(Instruction):
Reproduce only the lines that run from the line with "Task: mark each instance of the cheek" to the last line of the material, both ends included, exactly as they appear.

(Data entries):
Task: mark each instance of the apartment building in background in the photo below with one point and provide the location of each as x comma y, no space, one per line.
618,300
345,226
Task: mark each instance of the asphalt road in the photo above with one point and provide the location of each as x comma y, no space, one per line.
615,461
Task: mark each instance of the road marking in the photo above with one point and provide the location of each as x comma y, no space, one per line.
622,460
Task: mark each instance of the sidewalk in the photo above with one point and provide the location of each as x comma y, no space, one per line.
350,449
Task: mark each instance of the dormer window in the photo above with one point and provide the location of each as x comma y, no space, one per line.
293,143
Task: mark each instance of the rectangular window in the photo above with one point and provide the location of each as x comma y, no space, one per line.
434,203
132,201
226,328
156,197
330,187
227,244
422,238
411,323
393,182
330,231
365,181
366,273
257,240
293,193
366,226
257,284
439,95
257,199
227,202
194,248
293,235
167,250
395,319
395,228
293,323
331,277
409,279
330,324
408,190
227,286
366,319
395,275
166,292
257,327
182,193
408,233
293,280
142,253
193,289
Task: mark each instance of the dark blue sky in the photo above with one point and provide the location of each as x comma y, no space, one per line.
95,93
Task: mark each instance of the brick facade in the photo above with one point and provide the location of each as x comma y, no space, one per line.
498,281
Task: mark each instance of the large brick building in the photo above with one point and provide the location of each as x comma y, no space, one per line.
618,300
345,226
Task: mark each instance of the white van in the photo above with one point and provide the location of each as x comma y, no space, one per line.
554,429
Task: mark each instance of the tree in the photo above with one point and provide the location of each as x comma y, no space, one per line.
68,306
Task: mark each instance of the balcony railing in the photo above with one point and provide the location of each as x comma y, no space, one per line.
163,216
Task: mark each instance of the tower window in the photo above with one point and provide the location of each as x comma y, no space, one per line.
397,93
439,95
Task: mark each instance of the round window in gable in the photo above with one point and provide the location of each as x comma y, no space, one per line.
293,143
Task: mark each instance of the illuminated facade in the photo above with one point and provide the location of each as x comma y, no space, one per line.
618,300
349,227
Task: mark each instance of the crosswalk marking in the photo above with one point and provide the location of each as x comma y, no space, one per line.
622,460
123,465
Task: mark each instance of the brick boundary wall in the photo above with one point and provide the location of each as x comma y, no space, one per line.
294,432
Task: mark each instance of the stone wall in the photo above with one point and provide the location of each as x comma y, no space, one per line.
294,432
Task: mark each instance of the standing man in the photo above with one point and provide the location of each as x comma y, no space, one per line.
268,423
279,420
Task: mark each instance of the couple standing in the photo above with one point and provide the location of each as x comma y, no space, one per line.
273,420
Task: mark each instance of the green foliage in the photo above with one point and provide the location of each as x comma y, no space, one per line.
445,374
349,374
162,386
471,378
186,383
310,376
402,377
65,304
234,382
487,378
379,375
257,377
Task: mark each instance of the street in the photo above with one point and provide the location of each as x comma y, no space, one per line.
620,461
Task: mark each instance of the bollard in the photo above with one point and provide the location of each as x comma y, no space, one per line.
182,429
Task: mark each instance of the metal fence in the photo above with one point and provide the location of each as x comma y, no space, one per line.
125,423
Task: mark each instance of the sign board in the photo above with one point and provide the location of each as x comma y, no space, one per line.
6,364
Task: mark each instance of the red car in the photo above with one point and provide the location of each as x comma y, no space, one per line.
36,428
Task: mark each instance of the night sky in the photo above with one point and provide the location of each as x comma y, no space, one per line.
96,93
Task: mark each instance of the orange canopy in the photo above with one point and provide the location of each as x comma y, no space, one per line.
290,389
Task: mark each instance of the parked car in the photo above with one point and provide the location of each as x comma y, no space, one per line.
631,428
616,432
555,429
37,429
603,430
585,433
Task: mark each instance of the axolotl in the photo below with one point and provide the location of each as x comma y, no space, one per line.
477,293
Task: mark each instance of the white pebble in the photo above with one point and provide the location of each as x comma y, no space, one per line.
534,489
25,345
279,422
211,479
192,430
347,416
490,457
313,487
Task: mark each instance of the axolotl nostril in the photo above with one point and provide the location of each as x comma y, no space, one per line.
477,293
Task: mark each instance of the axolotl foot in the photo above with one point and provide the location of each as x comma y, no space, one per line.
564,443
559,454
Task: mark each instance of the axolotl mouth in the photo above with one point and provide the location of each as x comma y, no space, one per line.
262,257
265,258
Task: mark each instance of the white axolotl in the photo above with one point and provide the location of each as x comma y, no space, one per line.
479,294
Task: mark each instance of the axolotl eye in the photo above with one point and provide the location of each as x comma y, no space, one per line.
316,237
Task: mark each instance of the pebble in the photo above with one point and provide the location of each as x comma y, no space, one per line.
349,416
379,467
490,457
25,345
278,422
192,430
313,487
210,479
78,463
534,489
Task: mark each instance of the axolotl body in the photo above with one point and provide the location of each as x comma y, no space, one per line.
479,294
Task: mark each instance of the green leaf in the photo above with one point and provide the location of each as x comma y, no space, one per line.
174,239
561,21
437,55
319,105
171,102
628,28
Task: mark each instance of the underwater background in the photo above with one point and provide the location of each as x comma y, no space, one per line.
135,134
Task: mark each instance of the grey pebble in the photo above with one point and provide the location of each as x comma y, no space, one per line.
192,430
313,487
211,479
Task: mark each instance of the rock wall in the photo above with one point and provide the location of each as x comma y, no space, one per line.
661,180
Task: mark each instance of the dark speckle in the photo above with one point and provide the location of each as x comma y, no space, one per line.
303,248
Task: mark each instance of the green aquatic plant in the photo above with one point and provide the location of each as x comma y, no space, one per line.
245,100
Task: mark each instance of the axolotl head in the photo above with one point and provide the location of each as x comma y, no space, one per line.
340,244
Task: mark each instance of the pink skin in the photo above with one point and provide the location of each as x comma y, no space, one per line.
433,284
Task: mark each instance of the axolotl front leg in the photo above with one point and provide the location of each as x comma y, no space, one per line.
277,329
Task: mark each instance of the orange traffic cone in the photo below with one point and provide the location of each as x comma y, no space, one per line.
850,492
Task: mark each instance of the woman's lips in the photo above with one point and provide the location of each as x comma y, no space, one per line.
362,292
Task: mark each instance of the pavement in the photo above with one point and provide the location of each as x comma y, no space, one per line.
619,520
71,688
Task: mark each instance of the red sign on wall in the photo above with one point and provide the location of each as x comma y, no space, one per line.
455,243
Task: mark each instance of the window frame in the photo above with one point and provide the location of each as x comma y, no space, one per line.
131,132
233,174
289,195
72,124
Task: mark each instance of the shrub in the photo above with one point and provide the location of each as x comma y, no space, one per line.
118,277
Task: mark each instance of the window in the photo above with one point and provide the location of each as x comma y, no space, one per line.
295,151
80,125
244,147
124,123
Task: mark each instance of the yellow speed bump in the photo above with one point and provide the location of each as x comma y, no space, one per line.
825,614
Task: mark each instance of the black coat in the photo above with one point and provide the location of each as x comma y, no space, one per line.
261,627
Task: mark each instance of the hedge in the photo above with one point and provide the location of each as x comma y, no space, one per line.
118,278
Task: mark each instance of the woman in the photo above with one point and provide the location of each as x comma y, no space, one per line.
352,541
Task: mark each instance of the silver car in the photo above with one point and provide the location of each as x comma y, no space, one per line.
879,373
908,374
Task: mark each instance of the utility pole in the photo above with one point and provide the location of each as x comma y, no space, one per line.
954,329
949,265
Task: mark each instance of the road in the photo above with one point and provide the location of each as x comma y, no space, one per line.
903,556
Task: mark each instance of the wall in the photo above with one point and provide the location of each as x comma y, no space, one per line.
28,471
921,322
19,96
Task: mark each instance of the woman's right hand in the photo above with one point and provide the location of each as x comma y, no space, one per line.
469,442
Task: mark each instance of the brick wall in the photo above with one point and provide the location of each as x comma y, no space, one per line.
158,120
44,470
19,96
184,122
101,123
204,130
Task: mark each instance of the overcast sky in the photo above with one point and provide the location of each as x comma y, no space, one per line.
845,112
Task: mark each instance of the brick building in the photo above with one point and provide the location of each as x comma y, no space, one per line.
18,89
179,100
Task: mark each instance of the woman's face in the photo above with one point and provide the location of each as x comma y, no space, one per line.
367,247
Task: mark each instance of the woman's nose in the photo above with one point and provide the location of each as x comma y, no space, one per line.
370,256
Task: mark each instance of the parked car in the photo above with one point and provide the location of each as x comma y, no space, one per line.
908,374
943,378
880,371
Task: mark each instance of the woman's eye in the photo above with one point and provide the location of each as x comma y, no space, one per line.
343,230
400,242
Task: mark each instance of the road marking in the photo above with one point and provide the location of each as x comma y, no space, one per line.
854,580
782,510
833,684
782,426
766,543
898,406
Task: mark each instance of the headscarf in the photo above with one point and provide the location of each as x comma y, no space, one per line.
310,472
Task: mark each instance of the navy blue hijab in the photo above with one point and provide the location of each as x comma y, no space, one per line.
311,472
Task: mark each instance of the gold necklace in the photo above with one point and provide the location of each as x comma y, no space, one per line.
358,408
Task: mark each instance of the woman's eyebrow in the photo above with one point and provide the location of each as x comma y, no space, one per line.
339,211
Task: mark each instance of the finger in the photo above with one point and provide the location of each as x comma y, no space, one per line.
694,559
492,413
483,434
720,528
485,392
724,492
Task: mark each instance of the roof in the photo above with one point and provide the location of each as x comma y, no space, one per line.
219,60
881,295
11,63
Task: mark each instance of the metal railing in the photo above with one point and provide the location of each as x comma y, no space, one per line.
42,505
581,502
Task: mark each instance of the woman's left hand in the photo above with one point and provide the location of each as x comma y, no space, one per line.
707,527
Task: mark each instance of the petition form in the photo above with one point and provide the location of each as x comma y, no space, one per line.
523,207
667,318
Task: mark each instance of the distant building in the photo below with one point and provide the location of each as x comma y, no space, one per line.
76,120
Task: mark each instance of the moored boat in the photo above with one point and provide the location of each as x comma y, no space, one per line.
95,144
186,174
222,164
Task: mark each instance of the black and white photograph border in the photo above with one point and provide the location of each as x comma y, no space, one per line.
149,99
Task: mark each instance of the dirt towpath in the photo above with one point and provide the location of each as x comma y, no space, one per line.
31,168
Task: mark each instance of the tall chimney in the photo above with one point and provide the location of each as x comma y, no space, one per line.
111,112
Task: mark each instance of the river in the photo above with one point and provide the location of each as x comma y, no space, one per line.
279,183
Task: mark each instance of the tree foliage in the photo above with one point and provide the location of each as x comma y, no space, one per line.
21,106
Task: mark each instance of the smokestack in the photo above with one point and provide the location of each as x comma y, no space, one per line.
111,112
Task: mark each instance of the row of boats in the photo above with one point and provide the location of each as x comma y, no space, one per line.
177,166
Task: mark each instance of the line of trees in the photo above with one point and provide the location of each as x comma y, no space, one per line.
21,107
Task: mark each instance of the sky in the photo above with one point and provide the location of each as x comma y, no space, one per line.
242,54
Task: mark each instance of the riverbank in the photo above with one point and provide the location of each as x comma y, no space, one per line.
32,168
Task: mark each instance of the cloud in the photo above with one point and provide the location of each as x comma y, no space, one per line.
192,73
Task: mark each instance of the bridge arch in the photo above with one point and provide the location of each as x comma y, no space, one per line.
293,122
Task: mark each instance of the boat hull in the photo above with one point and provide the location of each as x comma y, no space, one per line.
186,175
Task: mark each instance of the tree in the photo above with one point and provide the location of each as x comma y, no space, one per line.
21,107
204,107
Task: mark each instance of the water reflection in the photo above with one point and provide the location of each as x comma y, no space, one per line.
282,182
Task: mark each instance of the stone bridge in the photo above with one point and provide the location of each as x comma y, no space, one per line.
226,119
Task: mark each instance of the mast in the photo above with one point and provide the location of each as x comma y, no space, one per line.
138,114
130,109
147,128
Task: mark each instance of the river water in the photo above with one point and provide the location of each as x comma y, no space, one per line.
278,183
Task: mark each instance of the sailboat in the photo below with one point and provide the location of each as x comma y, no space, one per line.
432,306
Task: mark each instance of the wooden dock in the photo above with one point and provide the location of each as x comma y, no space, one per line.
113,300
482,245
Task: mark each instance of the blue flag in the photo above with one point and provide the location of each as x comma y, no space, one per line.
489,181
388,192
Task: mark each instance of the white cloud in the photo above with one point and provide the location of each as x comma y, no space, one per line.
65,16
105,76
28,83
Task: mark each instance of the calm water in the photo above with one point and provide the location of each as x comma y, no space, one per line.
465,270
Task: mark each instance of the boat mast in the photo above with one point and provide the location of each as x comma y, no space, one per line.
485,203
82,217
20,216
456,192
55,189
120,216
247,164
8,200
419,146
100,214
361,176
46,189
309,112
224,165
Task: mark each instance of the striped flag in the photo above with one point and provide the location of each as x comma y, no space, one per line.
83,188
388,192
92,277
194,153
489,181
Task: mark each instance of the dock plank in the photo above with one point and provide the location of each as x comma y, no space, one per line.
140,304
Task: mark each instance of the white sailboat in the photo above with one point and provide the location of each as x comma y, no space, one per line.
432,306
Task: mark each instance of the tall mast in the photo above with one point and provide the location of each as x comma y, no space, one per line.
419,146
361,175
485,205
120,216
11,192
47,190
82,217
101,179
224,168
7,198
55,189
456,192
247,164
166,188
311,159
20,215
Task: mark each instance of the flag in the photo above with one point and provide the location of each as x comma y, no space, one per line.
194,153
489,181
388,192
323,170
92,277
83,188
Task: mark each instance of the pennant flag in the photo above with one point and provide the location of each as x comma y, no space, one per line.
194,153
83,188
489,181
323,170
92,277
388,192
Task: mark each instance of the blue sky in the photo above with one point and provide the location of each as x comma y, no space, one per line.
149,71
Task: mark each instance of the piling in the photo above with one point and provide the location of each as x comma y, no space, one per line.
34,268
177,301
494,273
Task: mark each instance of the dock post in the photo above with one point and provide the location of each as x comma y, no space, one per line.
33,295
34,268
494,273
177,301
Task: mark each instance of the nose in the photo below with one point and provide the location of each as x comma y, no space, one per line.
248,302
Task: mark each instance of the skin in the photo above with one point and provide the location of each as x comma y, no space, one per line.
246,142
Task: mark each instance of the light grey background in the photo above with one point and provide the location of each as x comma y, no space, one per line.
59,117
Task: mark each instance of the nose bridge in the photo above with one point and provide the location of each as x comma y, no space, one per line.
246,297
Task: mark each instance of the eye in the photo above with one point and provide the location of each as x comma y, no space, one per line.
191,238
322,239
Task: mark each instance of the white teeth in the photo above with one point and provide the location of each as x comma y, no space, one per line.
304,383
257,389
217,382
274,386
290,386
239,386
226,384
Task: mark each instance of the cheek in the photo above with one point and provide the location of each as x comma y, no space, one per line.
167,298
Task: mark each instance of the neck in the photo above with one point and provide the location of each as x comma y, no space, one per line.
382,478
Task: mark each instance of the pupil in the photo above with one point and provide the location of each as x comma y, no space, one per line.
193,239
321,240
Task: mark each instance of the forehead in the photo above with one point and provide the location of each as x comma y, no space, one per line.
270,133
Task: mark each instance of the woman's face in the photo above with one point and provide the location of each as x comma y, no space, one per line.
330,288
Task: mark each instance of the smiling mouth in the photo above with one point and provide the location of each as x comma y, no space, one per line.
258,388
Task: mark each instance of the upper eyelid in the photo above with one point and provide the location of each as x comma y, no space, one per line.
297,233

(Exercise result):
Task: mark each instance of the cheek in the photo above with one point and provide the location of each as x comma y, no space, one per line.
167,298
Task: mark each instance of the neck in the photo above with one point and provide the location of each as x comma y, no space, one per line.
382,478
Task: mark each instance of the pupil in the photo above with one point and provide the location of each as x comma y, no space, one per line.
193,239
321,240
Task: mark each instance of the forehead in the photo above with one point and provide the location of each as x comma y, no space, one per line.
270,133
Task: mark each instance of the woman's face in the photo above with one point and provide the location of each as x comma y, no space, one per line.
330,288
Task: mark each instance of the smiling mouth in the photo above with one point and provide the location of each as x comma y, no space, one per line.
258,388
Task: mark each instance of the upper eyelid in the photo above with one point and provide the location of each as x comma y, no space, one per line.
297,233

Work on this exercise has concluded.